● Direction
Convert every line of the records below into a JSON list of strings, one string per line, with blank lines omitted and the pictures left out.
**********
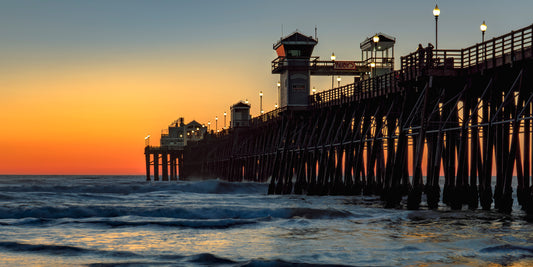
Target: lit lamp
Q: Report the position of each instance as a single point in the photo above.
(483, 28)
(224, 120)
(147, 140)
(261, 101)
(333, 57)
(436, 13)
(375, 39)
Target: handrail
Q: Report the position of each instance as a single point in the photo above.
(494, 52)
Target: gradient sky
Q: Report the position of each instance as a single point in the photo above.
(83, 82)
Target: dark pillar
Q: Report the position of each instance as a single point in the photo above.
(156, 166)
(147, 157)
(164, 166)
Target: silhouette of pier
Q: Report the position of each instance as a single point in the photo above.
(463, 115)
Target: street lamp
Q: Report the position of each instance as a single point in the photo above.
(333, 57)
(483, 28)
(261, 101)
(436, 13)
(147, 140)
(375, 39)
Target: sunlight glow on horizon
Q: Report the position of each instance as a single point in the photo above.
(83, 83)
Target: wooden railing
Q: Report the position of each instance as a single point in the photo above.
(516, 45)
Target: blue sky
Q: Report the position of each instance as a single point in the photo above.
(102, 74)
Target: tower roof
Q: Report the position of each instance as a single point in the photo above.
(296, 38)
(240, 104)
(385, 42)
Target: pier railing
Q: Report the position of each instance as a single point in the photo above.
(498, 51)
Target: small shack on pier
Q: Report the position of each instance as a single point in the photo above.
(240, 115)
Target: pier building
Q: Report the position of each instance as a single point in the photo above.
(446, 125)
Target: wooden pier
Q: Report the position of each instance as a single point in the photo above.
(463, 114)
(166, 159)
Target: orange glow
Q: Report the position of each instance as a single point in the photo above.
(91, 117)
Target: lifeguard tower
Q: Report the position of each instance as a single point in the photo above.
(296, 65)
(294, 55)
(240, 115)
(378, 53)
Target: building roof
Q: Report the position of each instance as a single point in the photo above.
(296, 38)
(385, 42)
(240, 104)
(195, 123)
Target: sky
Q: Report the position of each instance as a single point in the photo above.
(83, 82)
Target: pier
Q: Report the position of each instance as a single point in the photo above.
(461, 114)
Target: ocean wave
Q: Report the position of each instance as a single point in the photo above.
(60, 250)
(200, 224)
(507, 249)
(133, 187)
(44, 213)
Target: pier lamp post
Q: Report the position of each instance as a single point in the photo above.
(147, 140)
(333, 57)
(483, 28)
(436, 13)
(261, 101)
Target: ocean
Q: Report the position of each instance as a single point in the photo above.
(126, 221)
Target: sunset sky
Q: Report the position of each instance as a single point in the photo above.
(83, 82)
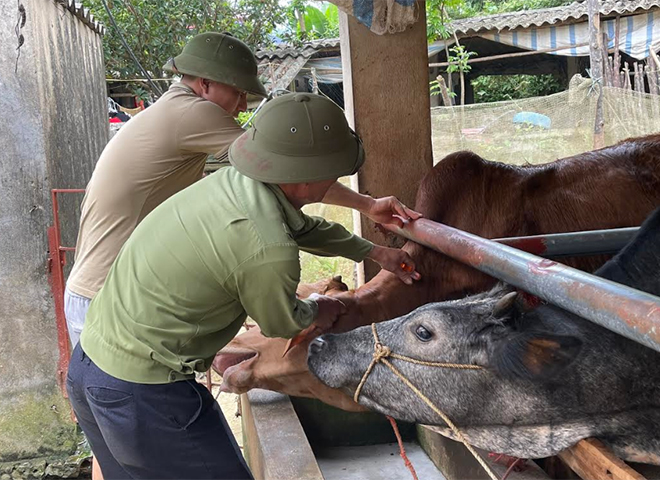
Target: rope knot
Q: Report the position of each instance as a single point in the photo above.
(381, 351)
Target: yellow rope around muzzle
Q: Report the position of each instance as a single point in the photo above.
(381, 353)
**********
● Task answer
[
  "Target: lit lamp",
  "Q: Report the position of each instance as a single point in the photo above.",
  "(483, 28)",
  "(224, 120)",
  "(147, 140)",
  "(261, 101)",
  "(333, 57)",
  "(436, 13)",
  "(375, 39)",
  "Target: handrail",
  "Q: Report the position of each instance as a single point in the photo above.",
  "(494, 52)",
  "Target: gradient sky",
  "Q: Report the position of each instance as a single point in the photo above.",
  "(83, 82)",
  "Target: dark pillar",
  "Q: Report the position of each instance as a single point in the photo above.",
  "(156, 166)",
  "(147, 157)",
  "(164, 166)",
  "Target: silhouette of pier",
  "Q: Report the position of each instance as a single point in the photo above.",
  "(463, 115)",
  "Target: street lamp",
  "Q: Report the position of each instance as a single point in the photo above.",
  "(333, 57)",
  "(483, 28)",
  "(261, 101)",
  "(436, 13)",
  "(147, 140)",
  "(375, 39)",
  "Target: sunlight glow on horizon",
  "Q: Report the position of each instance as a single point in the photo above.",
  "(83, 83)",
  "Target: wooden railing",
  "Q: Report the position of each instance as a single point in the photo above.",
  "(516, 45)",
  "Target: blue sky",
  "Q: Report the position of each instance as a single point in the photo above.",
  "(102, 74)",
  "Target: tower roof",
  "Q: Report the position of each instance as a single point in the photo above.",
  "(296, 38)",
  "(240, 104)",
  "(385, 42)",
  "Target: pier railing",
  "Q: Report the position of each instance as a single point in the photo above.",
  "(498, 51)",
  "Target: small shack on pier",
  "Q: Report the position of each instance as a single point in the photo above.",
  "(240, 115)",
  "Target: pier building",
  "Q: Report the position of each instance as a single point in the photo above.",
  "(446, 125)",
  "Target: wooden pier",
  "Q: Report the position of each instance as a single point in the photo above.",
  "(463, 114)",
  "(166, 159)",
  "Target: orange glow",
  "Q: Report the position of each instance as a single point in the photo above.",
  "(91, 117)",
  "Target: lifeguard tower",
  "Q: Report the position of each instance as a single point in the photo above.",
  "(296, 65)",
  "(294, 55)",
  "(240, 115)",
  "(378, 53)",
  "Target: building roof",
  "Q: Report the position of each instance as a single point in the photo above.",
  "(296, 38)",
  "(385, 42)",
  "(240, 104)",
  "(195, 123)",
  "Target: sky",
  "Q: Report the position of each instance as a single point in the photo above.",
  "(83, 82)",
  "Target: pier",
  "Q: Report the position of each instance as a single point in the photo above.",
  "(461, 114)",
  "Target: ocean wave",
  "Q: Report the position of each instance as a single point in the photo above.",
  "(60, 250)",
  "(200, 224)",
  "(507, 249)",
  "(133, 187)",
  "(44, 213)",
  "Target: pier lamp post",
  "Q: Report the position of each instance as a single point in the photo above.",
  "(147, 140)",
  "(333, 57)",
  "(483, 28)",
  "(436, 13)",
  "(261, 101)",
  "Target: ocean",
  "Q: Report the position of each instance as a single point in the photo above.",
  "(126, 221)",
  "Target: sunset sky",
  "Q: Report the position of each instance as a single point in the photo above.",
  "(83, 82)",
  "Target: rope knot",
  "Q: Report the position of each instance as a single point in the photo above.",
  "(381, 351)",
  "Target: yellow rope around muzzle",
  "Q: Report the position of each instance as a single point in the photo above.",
  "(381, 353)"
]